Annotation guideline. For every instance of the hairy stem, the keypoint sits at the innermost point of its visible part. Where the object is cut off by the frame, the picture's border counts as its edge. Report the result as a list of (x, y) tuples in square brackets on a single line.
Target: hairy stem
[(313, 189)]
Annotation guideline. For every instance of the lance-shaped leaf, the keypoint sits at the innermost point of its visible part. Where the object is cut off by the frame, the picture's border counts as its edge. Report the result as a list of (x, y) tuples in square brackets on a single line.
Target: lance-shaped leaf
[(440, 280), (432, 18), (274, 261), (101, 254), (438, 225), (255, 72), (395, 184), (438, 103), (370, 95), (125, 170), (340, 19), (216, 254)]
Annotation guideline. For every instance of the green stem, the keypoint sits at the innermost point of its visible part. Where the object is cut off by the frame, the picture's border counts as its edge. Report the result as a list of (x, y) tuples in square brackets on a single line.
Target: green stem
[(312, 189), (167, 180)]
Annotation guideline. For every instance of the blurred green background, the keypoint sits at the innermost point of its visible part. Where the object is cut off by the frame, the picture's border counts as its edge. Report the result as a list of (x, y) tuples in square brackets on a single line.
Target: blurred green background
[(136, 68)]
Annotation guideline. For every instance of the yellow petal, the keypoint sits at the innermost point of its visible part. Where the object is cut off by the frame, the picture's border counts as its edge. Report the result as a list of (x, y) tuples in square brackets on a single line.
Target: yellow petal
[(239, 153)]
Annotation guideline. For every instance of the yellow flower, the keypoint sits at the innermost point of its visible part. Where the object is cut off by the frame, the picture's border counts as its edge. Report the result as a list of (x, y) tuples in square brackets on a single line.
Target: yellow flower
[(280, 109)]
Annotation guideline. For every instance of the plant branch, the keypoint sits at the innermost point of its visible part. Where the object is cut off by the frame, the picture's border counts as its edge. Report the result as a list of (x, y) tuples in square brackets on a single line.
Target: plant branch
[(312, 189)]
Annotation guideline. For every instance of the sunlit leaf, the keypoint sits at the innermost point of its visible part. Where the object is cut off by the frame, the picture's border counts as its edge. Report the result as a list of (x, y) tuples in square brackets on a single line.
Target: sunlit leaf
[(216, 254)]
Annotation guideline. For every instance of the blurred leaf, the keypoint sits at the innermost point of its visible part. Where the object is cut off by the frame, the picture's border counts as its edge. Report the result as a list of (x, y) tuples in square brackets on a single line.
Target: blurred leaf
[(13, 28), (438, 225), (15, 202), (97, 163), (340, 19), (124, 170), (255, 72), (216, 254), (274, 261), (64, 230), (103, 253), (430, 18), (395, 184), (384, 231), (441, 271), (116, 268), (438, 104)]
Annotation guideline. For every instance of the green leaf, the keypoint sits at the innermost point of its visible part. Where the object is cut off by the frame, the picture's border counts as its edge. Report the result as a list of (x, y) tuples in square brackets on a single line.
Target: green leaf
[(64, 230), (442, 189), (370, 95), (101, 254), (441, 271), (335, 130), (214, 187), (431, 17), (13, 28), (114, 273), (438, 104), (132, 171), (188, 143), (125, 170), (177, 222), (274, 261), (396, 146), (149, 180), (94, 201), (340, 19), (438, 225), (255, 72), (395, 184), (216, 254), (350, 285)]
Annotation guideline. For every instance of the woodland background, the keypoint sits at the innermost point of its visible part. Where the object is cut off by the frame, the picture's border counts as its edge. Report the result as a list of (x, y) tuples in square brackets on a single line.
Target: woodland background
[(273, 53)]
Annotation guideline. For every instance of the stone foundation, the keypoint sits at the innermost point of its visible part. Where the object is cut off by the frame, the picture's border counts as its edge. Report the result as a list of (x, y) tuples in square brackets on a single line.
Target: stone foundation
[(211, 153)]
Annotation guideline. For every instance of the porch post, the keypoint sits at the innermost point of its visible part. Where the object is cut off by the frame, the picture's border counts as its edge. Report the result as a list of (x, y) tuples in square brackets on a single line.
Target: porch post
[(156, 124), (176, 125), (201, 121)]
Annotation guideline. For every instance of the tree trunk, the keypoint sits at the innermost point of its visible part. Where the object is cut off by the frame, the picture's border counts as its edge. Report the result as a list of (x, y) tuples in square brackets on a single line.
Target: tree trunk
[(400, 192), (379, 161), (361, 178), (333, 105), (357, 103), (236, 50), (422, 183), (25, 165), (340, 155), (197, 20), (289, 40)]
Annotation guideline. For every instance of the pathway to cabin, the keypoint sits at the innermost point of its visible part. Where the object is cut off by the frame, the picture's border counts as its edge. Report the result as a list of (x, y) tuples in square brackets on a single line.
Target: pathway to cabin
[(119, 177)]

======

[STATED EXERCISE]
Please arrange every line of the listing above as a numbered list, leaving out any blank lines.

[EXERCISE ANSWER]
1. Annotation guideline. For every instance of the hairy stem, the keypoint sits at the innermost point of its visible part. Where the object is cut off by the frame, the picture's border counts as its edge. Report the result as a list of (x, y) tuples in square brackets on a single line.
2. Target: hairy stem
3. [(313, 189)]
4. Annotation guideline. For every instance of the lance-shaped leaf, the keypoint sits at the innermost point of its visible part. Where the object is cut off by the frame, the picture's border counts as its edge. Report the result as a list of (x, y) tuples in square brackets on a single line.
5. Target: lance-shaped leaf
6. [(440, 280), (432, 18), (274, 261), (101, 254), (438, 225), (255, 72), (395, 184), (438, 103), (370, 95), (125, 170), (340, 19), (216, 254)]
7. Annotation guideline. For every instance of the green stem, the keypoint sits at the innermost point of its visible part. Where the object is cut off by the frame, the picture's border counts as its edge. Report the result as a list of (x, y) tuples in square brackets on a single line.
8. Target: green stem
9. [(312, 189), (167, 180)]
10. Annotation guideline. For every instance of the blurred green background, the keypoint sits at the innermost point of its visible part. Where the object is cut off by the frame, the picture's border counts as its edge. Report the result as a list of (x, y) tuples in square brackets on a single line.
11. Target: blurred green background
12. [(136, 68)]
13. Annotation guideline. For every instance of the yellow petal, the keypoint sits at the innermost point of its visible part. Where the object is cut off by the frame, the picture's border counts as its edge. Report the result as a list of (x, y) tuples in square brackets on a single line.
14. Target: yellow petal
15. [(239, 153)]
16. Annotation guideline. For every instance of the yellow flower, the keypoint sits at the innermost point of its visible part. Where the object is cut off by the frame, the picture's border counts as its edge. Report the result as a list of (x, y) tuples in square brackets on a single line.
17. Target: yellow flower
18. [(280, 109)]
19. Annotation guideline. For every instance of the plant branch, the keypoint sits at the innermost point of its visible part. Where the object is cut off by the frame, the picture's border counts as its edge. Report the result as a list of (x, y) tuples in square brackets on a single line.
20. Target: plant branch
21. [(312, 189)]
22. Annotation guideline. For every instance of the sunlit leaf, the keypoint sits at the innermost point of its visible part. Where the object is cut off by the frame, the picture's border counts as its edge. Report the result as a list of (x, y) tuples in square brackets on a single line.
23. Target: sunlit leaf
24. [(216, 254)]
25. Annotation guideline. For every instance of the blurred leaf, the keypoint sits at the innermost point of its visible part. Where the object is cut off by the frame, the picture's border counts as its edge. Report the result as a list of (x, y) tuples in square brackets on a single line.
26. Target: blurred leaf
27. [(13, 28), (438, 225), (15, 202), (97, 163), (340, 19), (124, 170), (255, 72), (216, 254), (274, 261), (64, 230), (103, 253), (430, 18), (395, 184), (384, 231), (441, 271), (116, 268), (438, 104)]
28. Annotation guideline. For every instance of the green leaf, the keypoint sits at the innermost point of its visible part. Where the object is cut off by the frame, the picture's border counts as its edge. Report the result as a list of (x, y) tuples in square brackets on a single line.
29. Target: green leaf
30. [(64, 230), (442, 189), (370, 95), (101, 254), (441, 271), (335, 130), (214, 187), (431, 17), (13, 28), (114, 273), (438, 104), (132, 171), (188, 143), (125, 170), (177, 222), (274, 261), (396, 146), (149, 180), (94, 201), (340, 19), (438, 225), (255, 72), (395, 184), (216, 254), (350, 285)]
31. Annotation guideline. For every instance of the woodland background, the keypoint sits at the innermost point of its visible part. Where the object is cut off by the frame, the picture's border counts as its edge. Report the result as a list of (x, y) tuples in square brackets on a single line.
32. Target: woodland background
33. [(273, 53)]
34. Annotation guideline. For every instance of the stone foundation, the keypoint sits at the innermost point of its visible part. Where the object is cut off by the frame, the picture's border counts as its edge. Report the result as a list of (x, y) tuples in square brackets on a single line.
35. Target: stone foundation
36. [(211, 153)]
37. Annotation guideline. For every instance of the porch post, the keypoint sits at the innermost point of its visible part. Where the object is cut off by the frame, the picture's border counts as its edge. Report the result as a list of (x, y) tuples in square brackets on a single line.
38. Target: porch post
39. [(156, 124), (176, 125), (201, 121)]
40. Annotation guideline. For every instance of the tree trunk, the keypoint sits at the innermost point of its visible part. Where the object is cut off by the frame, the picture's border counts as its edge. Report the result as a list of (x, y) tuples in square brackets on a single line.
41. Target: tree trunk
42. [(400, 192), (379, 161), (361, 178), (333, 105), (357, 103), (236, 50), (422, 183), (25, 165), (340, 155), (197, 20), (289, 40)]
43. Annotation guideline. For every instance of the pathway to cabin, the keypoint sits at the innermost point of its visible part. Where the object is cut off by the frame, the picture's border counts as its edge. Report the result as a list of (x, y) tuples in square brackets on a single line.
44. Target: pathway to cabin
45. [(119, 177)]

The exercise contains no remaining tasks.